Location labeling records

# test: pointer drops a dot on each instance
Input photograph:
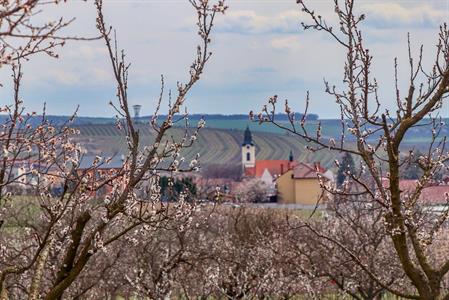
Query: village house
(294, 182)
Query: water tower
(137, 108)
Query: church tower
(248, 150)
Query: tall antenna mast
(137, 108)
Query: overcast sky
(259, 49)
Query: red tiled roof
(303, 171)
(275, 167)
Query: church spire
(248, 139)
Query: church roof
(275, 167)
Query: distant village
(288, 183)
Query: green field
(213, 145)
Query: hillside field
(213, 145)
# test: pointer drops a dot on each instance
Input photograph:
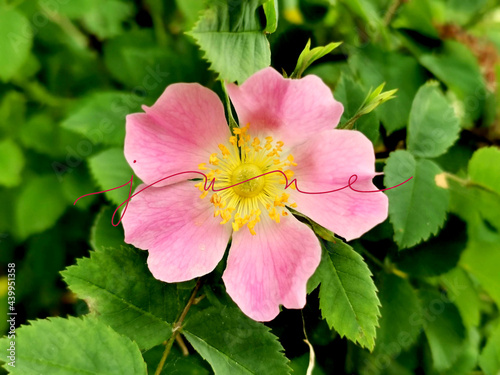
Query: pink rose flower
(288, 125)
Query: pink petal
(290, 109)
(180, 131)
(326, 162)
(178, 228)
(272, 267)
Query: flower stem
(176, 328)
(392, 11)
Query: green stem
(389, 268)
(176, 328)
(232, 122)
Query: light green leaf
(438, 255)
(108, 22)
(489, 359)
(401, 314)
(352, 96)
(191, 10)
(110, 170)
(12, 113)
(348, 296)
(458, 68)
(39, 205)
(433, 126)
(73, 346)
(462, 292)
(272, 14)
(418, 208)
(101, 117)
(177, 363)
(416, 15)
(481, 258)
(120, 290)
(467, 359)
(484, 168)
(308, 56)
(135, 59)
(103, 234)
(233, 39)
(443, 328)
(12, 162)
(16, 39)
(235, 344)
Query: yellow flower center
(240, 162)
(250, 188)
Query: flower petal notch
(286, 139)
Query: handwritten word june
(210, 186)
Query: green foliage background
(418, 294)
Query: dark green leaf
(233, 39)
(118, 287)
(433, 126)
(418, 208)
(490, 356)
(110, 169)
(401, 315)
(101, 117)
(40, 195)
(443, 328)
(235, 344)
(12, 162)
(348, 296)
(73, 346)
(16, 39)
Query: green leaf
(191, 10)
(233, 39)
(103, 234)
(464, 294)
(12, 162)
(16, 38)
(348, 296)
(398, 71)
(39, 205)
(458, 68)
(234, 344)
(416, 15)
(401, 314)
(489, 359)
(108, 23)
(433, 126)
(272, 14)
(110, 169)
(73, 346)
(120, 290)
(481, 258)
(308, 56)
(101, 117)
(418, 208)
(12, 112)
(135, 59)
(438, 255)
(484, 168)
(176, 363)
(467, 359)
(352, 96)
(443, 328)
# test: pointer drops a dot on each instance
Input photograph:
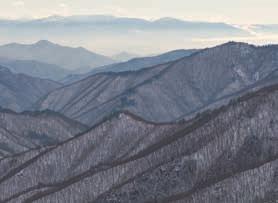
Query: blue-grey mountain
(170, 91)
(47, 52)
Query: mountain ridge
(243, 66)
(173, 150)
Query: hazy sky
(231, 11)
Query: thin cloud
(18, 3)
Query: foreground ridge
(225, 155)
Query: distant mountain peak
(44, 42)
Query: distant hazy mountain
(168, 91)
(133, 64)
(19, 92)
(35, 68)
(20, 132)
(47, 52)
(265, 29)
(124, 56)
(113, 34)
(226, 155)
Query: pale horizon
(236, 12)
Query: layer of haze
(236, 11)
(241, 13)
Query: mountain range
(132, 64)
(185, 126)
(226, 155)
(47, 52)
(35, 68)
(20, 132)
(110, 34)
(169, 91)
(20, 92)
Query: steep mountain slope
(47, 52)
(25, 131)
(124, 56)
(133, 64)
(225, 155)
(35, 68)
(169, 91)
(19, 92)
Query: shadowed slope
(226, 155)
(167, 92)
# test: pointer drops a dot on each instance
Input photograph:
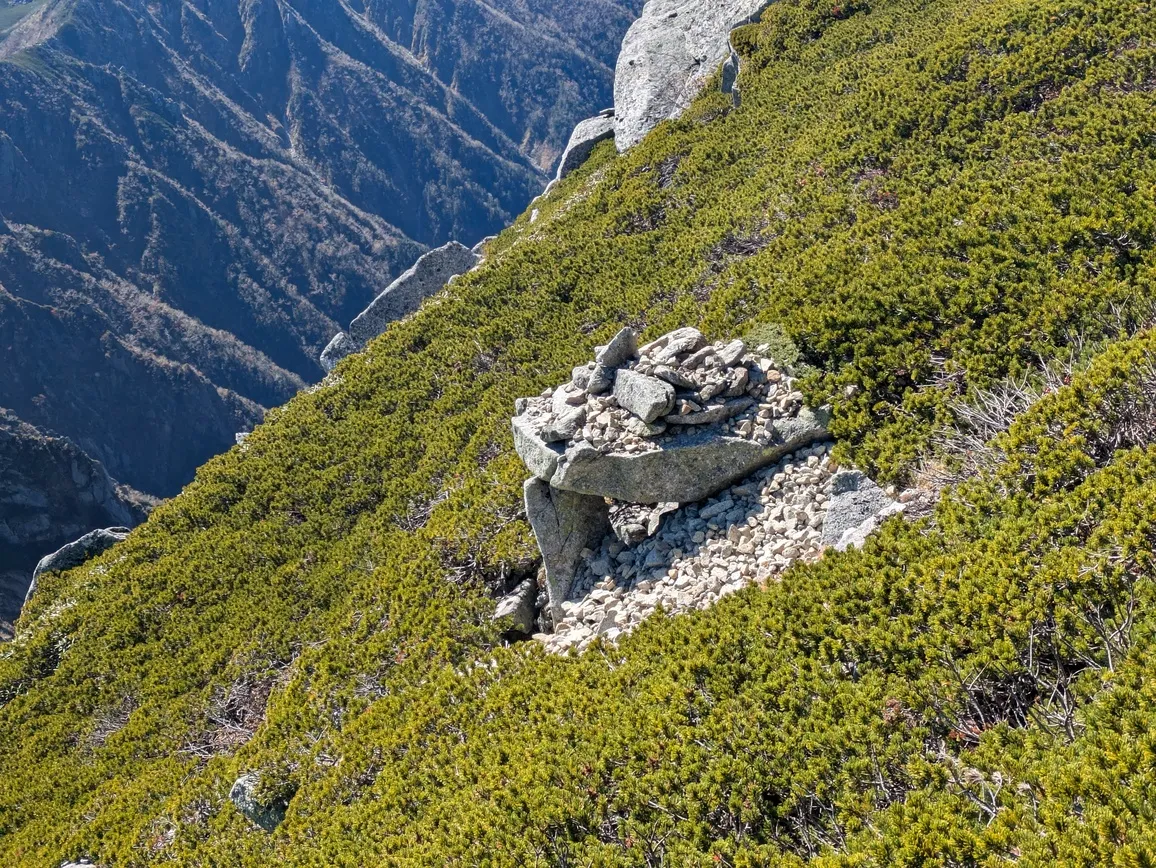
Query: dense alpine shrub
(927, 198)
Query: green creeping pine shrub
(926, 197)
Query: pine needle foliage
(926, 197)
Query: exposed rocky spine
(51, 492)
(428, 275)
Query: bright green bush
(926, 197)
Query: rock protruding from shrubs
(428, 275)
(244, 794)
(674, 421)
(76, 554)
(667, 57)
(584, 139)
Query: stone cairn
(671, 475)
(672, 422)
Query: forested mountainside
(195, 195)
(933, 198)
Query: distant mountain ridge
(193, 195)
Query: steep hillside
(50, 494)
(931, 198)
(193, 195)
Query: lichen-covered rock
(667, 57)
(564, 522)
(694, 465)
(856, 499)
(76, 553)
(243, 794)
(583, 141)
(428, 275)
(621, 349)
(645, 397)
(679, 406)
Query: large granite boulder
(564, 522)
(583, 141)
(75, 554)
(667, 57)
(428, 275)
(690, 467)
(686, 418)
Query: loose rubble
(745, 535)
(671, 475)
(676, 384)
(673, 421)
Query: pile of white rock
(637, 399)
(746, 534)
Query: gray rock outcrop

DO THIS
Format every line of the rows above as a numbered list, skipping blank lines and leaving the pictures out.

RESULT BELOW
1. # test: pointer drops a dot on each instance
2. Input photograph:
3. Query: village house
4. (294, 182)
5. Query: water tower
6. (137, 108)
7. Query: church tower
8. (248, 150)
9. Query: tall antenna mast
10. (137, 108)
11. Query: overcast sky
12. (259, 49)
13. Query: red tiled roof
14. (303, 171)
15. (275, 167)
16. Query: church spire
17. (248, 139)
18. Query: church roof
19. (275, 167)
20. Query: distant village
21. (288, 183)
22. Query: green field
23. (213, 145)
24. Query: hillside field
25. (213, 145)
26. # test: pointer drops a dot on each instance
27. Input photograph:
28. Query: pink rose flower
29. (288, 125)
30. Query: pink petal
31. (290, 109)
32. (180, 131)
33. (326, 162)
34. (178, 228)
35. (272, 267)
36. Query: flower stem
37. (176, 328)
38. (392, 11)
39. Query: green stem
40. (389, 268)
41. (176, 328)
42. (232, 122)
43. Query: light green leaf
44. (438, 255)
45. (108, 22)
46. (489, 359)
47. (401, 314)
48. (352, 96)
49. (191, 10)
50. (110, 170)
51. (12, 113)
52. (348, 296)
53. (458, 68)
54. (39, 205)
55. (433, 126)
56. (73, 346)
57. (462, 292)
58. (272, 14)
59. (418, 208)
60. (101, 117)
61. (177, 363)
62. (416, 15)
63. (481, 258)
64. (120, 290)
65. (467, 359)
66. (484, 168)
67. (308, 56)
68. (135, 59)
69. (103, 234)
70. (233, 39)
71. (443, 328)
72. (12, 162)
73. (16, 39)
74. (235, 344)
75. Query: yellow flower center
76. (240, 162)
77. (250, 188)
78. Query: flower petal notch
79. (286, 139)
80. Query: handwritten word june
81. (210, 186)
82. Query: green foliage background
83. (418, 294)
84. Query: dark green leaf
85. (233, 39)
86. (118, 287)
87. (433, 126)
88. (418, 208)
89. (490, 356)
90. (110, 169)
91. (401, 315)
92. (101, 117)
93. (40, 195)
94. (443, 328)
95. (235, 344)
96. (12, 162)
97. (348, 296)
98. (73, 346)
99. (16, 39)
100. Query: green leaf
101. (191, 10)
102. (233, 39)
103. (103, 234)
104. (464, 294)
105. (12, 162)
106. (16, 38)
107. (348, 296)
108. (398, 71)
109. (39, 205)
110. (458, 68)
111. (234, 344)
112. (416, 15)
113. (401, 314)
114. (489, 359)
115. (108, 23)
116. (433, 126)
117. (272, 14)
118. (110, 169)
119. (73, 346)
120. (120, 290)
121. (481, 258)
122. (308, 56)
123. (101, 117)
124. (418, 208)
125. (12, 112)
126. (135, 59)
127. (438, 255)
128. (484, 168)
129. (176, 363)
130. (467, 359)
131. (352, 96)
132. (443, 328)
133. # test: pointer drops a dot on each instance
134. Input photograph:
135. Query: blue-grey mountain
136. (170, 91)
137. (47, 52)
138. Query: mountain ridge
139. (243, 66)
140. (173, 150)
141. Query: hazy sky
142. (231, 11)
143. Query: thin cloud
144. (18, 3)
145. Query: foreground ridge
146. (225, 155)
147. Query: distant mountain peak
148. (44, 42)
149. Query: distant hazy mountain
150. (168, 91)
151. (133, 64)
152. (19, 92)
153. (35, 68)
154. (20, 132)
155. (47, 52)
156. (265, 29)
157. (124, 56)
158. (113, 34)
159. (226, 155)
160. Query: pale horizon
161. (236, 12)
162. Query: layer of haze
163. (236, 11)
164. (241, 13)
165. Query: mountain range
166. (132, 64)
167. (185, 126)
168. (226, 155)
169. (47, 52)
170. (35, 68)
171. (20, 132)
172. (110, 34)
173. (169, 91)
174. (20, 92)
175. Query: steep mountain slope
176. (47, 52)
177. (25, 131)
178. (124, 56)
179. (133, 64)
180. (225, 155)
181. (35, 68)
182. (169, 91)
183. (19, 92)
184. Query: shadowed slope
185. (226, 155)
186. (167, 92)
187. # test: pointer drops a dot on each instance
188. Input photograph:
189. Query: dense alpine shrub
190. (927, 198)
191. Query: green creeping pine shrub
192. (926, 197)
193. Query: pine needle foliage
194. (926, 197)
195. Query: exposed rocky spine
196. (51, 492)
197. (428, 275)
198. Query: bright green bush
199. (926, 197)
200. Query: rock protruding from shrubs
201. (428, 275)
202. (244, 794)
203. (674, 421)
204. (76, 554)
205. (667, 57)
206. (584, 139)
207. Query: stone cairn
208. (671, 475)
209. (672, 422)
210. Query: forested mountainside
211. (195, 195)
212. (933, 198)
213. Query: distant mountain ridge
214. (193, 195)
215. Query: steep hillside
216. (50, 494)
217. (931, 198)
218. (193, 195)
219. Query: lichen-covered rock
220. (667, 57)
221. (564, 522)
222. (694, 465)
223. (856, 499)
224. (76, 553)
225. (243, 794)
226. (583, 141)
227. (428, 275)
228. (621, 349)
229. (645, 397)
230. (679, 406)
231. Query: large granite boulder
232. (564, 522)
233. (583, 141)
234. (75, 554)
235. (667, 57)
236. (428, 275)
237. (690, 467)
238. (686, 418)
239. Query: loose rubble
240. (745, 535)
241. (671, 475)
242. (676, 384)
243. (673, 421)
244. Query: pile of white rock
245. (637, 399)
246. (746, 534)
247. Query: gray rock outcrop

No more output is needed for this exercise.